→ TEXT SEGMENT
━━━━
- Dizzy from Guilty Gear XX Accent Core
- First game: Guilty Gear X (2000)
- Created by: Daisuke Ishiwatari
- Voiced by: EN: Kira Buckland; JA: Kazue Fujita;

= Dizzy (Guilty Gear) =

Fictional character from Guilty Gear

Dizzy (ディズィー, Dizī) is a character in Arc System Works' Guilty Gear fighting game series. Created by Daisuke Ishiwatari and first appearing in the 2000 video game Guilty Gear X, she acts as the game's final boss. Designed to resemble an angel, Ishiwatari wanted to illustrate the contrast of a character feared for her abilities despite her appearance. Her wings Necro and Undine have distinct personalities, attacking on her behalf due to her nature of hating conflict. Since her initial appearance she has returned as a playable character in most subsequent Guilty Gear series titles, as well as several mobile games and the ecchi game Queen's Gate: Spiral Chaos. In all appearances, she is voiced by Kazue Fujita, with Kira Buckland providing her English voice for Guilty Gear Strive.

Dizzy has been well received since her release, praised for both her design but also her character. She was also seen as adding depth to the series, particularly in regards to the central conflict and in contrast to how final bosses are often handled in fighting games. However, some concerns have been voiced in regards to her character's handling, particularly due to her young age despite being established as a mother in later games. Necro and Undine meanwhile have been examined in a study of how male and female characters are portrayed in fighting games, particularly in regards to how male characters are often allowed to be monstrous compared to their female counterparts.

==Conception and design==
Introduced in Guilty Gear X as the game's final boss, Dizzy stands tall, and is described as a woman with an "honest and pure heart" that hates conflict. Appearing as a girl in her teens, she has long blue hair fashioned into twintails behind her head, and bangs that frame her face. Dizzy's normal outfit consists of a black and white leather outfit that crisscrosses over her breasts while exposing her stomach, shoulders, and thighs. Black stockings cover her legs, while white boots cover her feet. Additionally, she has a long black tail, and matching yellow bows on her tail and the back of her head. She has two large feathered wings that protrude from her back, with the right one green and the left light blue. Called Necro and Undine, these wings act as independent defense units, able to transform into the semblance of a grim reaper and a woman respectively, and have independent personalities separate from Dizzy's. Meanwhile, her silhouette was meant to resemble that of Justice, the boss of the preceding game, in an effort to "make her look intimidating, no matter what."
━━━━
→ MATERIAL PROVIDED
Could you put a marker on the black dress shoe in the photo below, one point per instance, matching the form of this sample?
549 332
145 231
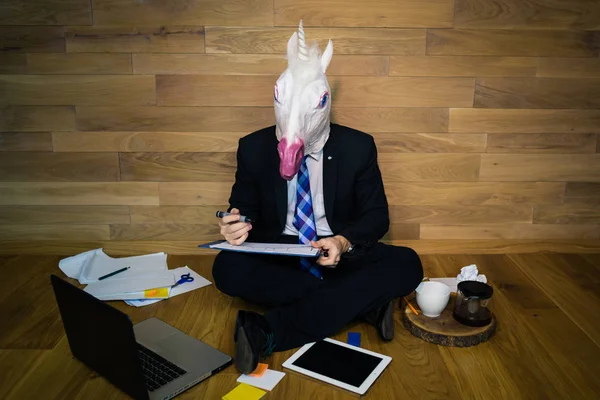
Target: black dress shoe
382 319
253 341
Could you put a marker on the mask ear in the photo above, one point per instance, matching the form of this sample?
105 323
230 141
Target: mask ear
292 52
326 57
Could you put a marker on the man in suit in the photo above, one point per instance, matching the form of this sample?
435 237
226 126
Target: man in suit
307 180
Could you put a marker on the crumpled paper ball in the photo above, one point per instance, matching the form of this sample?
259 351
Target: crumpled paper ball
470 273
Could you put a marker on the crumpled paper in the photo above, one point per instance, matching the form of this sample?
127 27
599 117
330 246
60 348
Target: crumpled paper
470 273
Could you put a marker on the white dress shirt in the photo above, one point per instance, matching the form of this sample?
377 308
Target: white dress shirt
314 163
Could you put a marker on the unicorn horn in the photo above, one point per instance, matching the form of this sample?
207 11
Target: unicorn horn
302 52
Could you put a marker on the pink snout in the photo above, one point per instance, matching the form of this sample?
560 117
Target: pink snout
290 157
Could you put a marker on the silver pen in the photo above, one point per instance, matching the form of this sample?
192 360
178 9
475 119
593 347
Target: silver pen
221 214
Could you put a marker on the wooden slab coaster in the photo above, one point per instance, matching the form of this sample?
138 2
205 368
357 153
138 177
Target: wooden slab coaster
445 330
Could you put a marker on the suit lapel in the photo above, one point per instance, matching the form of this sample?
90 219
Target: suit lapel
279 185
330 167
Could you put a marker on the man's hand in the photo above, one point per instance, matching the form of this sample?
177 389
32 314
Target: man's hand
334 246
234 231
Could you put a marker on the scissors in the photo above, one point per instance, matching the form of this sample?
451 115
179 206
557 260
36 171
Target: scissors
184 278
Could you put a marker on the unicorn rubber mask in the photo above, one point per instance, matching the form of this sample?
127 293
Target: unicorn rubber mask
302 103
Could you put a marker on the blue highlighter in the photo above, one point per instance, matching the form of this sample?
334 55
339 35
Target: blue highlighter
354 339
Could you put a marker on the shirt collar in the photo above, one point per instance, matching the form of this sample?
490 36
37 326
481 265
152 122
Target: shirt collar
317 156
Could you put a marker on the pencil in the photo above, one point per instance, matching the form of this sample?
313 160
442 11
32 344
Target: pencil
411 307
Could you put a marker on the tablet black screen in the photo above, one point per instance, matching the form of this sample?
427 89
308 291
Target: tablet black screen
338 362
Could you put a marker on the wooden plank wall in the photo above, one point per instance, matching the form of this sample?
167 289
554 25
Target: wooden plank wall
119 120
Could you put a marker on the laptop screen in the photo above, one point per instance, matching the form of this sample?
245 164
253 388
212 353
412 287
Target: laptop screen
101 337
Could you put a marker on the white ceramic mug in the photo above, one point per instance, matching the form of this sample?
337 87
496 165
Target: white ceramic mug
432 298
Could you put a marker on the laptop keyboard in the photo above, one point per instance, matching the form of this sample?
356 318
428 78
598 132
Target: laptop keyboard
157 371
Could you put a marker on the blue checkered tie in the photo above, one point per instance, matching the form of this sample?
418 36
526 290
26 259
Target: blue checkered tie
304 219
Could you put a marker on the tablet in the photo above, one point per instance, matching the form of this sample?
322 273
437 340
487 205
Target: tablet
338 363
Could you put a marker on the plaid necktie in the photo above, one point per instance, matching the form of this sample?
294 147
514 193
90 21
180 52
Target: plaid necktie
304 219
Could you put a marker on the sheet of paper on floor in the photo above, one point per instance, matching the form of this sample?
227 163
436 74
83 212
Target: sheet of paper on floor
198 282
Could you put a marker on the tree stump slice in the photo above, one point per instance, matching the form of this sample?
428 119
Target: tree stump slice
445 330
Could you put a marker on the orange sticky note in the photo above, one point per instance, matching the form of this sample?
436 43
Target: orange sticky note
259 371
244 392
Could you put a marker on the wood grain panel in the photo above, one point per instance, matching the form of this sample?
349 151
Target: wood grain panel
192 12
206 232
177 119
556 279
32 39
175 214
540 167
213 90
429 167
472 66
421 246
568 67
31 119
42 232
345 40
77 90
458 214
429 143
111 39
147 141
91 167
11 141
182 167
381 13
249 64
86 215
537 93
566 214
78 193
194 193
474 193
547 43
16 364
524 121
527 14
393 119
582 190
42 63
45 12
28 307
515 231
402 232
563 344
562 143
13 63
402 92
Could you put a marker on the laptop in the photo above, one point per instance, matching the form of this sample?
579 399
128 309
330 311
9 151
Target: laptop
148 360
━━━━
→ LIST OF TASKS
[A] Echo from the Dizzy article the part that opens with the words containing "Fictional character from" and closes with "Guilty Gear Strive.".
[B] Reproduce the rows from the line containing "Could you put a marker on the blue checkered" through the end of the rows, both ends included, with "Target" swapped for "Label" and nothing else changed. Give only those lines.

→ ANSWERS TO THE EXERCISE
[A]
Fictional character from Guilty Gear

Dizzy (ディズィー, Dizī) is a character in Arc System Works' Guilty Gear fighting game series. Created by Daisuke Ishiwatari and first appearing in the 2000 video game Guilty Gear X, she acts as the game's final boss. Designed to resemble an angel, Ishiwatari wanted to illustrate the contrast of a character feared for her abilities despite her appearance. Her wings Necro and Undine have distinct personalities, attacking on her behalf due to her nature of hating conflict. Since her initial appearance she has returned as a playable character in most subsequent Guilty Gear series titles, as well as several mobile games and the ecchi game Queen's Gate: Spiral Chaos. In all appearances, she is voiced by Kazue Fujita, with Kira Buckland providing her English voice for Guilty Gear Strive.

[B]
Could you put a marker on the blue checkered tie in the photo above, one point per instance, matching the form of this sample?
418 36
526 290
26 259
Label: blue checkered tie
304 219
Could you put a marker on the tablet in the photo above, one point per instance, matching the form of this sample?
322 273
437 340
487 205
Label: tablet
338 363
Could you put a marker on the plaid necktie in the photo above, one point per instance, matching the form of this sample?
294 147
514 193
90 21
180 52
Label: plaid necktie
304 219
Could you put a marker on the sheet of paper on floor in the photo above, one point per instance, matching the form of this sample?
227 163
436 74
83 212
Label: sheet of paper on floor
198 282
Could you put a marker on the tree stump slice in the photo above, one point per instance, matching the form of this sample?
428 119
Label: tree stump slice
445 330
Could you put a marker on the orange sticky note in the photo above, one point per instance, matching the form of this sample?
436 43
Label: orange sticky note
259 371
244 392
Could you put a marker on the wood grain panel in the photo above, one point per instance, matching the form of this sample?
349 151
Label: wood grain panel
192 12
206 232
177 119
556 279
32 39
175 214
540 167
213 90
429 167
472 66
421 246
568 67
31 119
42 232
345 40
77 90
458 214
429 143
111 39
147 141
91 167
11 141
182 167
381 13
249 64
86 215
537 93
566 214
78 193
194 193
474 193
547 43
16 364
524 121
527 14
393 119
582 190
42 63
45 12
28 307
515 231
402 232
563 344
562 143
13 63
402 92
Could you put a marker on the laptop in the photo above, one point per instance, matching the form of this sample?
579 399
128 309
330 311
9 151
Label: laptop
148 360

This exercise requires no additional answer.